:: Data supplied ::

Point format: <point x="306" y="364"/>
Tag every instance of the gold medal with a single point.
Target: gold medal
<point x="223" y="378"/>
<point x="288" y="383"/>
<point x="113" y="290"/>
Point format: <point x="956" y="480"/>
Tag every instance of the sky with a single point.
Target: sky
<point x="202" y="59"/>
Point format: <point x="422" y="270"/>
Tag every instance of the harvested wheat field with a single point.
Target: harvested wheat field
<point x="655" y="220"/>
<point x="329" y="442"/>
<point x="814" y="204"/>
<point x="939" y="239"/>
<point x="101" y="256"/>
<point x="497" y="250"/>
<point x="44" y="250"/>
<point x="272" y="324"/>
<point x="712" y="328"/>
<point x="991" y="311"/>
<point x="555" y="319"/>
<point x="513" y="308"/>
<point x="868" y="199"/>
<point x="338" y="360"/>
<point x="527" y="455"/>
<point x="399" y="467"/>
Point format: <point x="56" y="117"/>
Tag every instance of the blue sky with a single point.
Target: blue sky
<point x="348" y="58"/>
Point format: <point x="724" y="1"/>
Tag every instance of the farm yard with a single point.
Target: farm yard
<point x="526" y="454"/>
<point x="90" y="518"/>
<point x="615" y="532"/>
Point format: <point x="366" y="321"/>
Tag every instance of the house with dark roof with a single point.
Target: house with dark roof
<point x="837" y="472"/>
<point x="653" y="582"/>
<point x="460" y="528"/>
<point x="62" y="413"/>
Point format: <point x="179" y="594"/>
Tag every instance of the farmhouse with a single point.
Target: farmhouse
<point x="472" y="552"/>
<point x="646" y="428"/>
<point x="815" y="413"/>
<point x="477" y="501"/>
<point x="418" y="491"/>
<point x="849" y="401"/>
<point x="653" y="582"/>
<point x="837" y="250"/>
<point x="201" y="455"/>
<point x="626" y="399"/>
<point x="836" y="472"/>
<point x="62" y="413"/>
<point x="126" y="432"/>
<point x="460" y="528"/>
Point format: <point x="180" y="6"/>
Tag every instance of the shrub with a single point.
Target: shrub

:::

--- Brief ---
The records must each be output verbatim, with nothing left out.

--- Your response ---
Point format: <point x="306" y="364"/>
Tag every instance of the gold medal with a single point.
Target: gold medal
<point x="223" y="378"/>
<point x="288" y="383"/>
<point x="113" y="290"/>
Point format: <point x="956" y="480"/>
Tag every instance of the sky with a single point.
Target: sky
<point x="202" y="59"/>
Point format: <point x="422" y="270"/>
Tag every instance of the harvested wheat field with a single point.
Target: harvested wheat field
<point x="655" y="220"/>
<point x="329" y="442"/>
<point x="814" y="204"/>
<point x="939" y="239"/>
<point x="101" y="256"/>
<point x="497" y="250"/>
<point x="44" y="250"/>
<point x="272" y="324"/>
<point x="712" y="328"/>
<point x="991" y="311"/>
<point x="555" y="319"/>
<point x="513" y="308"/>
<point x="868" y="199"/>
<point x="338" y="360"/>
<point x="527" y="455"/>
<point x="399" y="467"/>
Point format: <point x="56" y="117"/>
Tag every instance of the blue sky with a single point.
Target: blue sky
<point x="348" y="58"/>
Point format: <point x="724" y="1"/>
Tag every instance of the farm yard with a single point.
Target: farm yard
<point x="526" y="454"/>
<point x="90" y="518"/>
<point x="615" y="532"/>
Point format: <point x="366" y="321"/>
Tag every instance of the house with dark roof with a single point.
Target: house with dark roof
<point x="837" y="472"/>
<point x="653" y="582"/>
<point x="460" y="528"/>
<point x="62" y="413"/>
Point format: <point x="179" y="594"/>
Tag every instance of the farmhouse with a single point.
Target: farmhouse
<point x="472" y="552"/>
<point x="646" y="428"/>
<point x="815" y="413"/>
<point x="477" y="501"/>
<point x="418" y="491"/>
<point x="849" y="401"/>
<point x="653" y="582"/>
<point x="837" y="250"/>
<point x="201" y="455"/>
<point x="626" y="399"/>
<point x="836" y="472"/>
<point x="62" y="413"/>
<point x="126" y="432"/>
<point x="460" y="528"/>
Point format: <point x="180" y="6"/>
Tag every instance of the shrub with a single point.
Target: shrub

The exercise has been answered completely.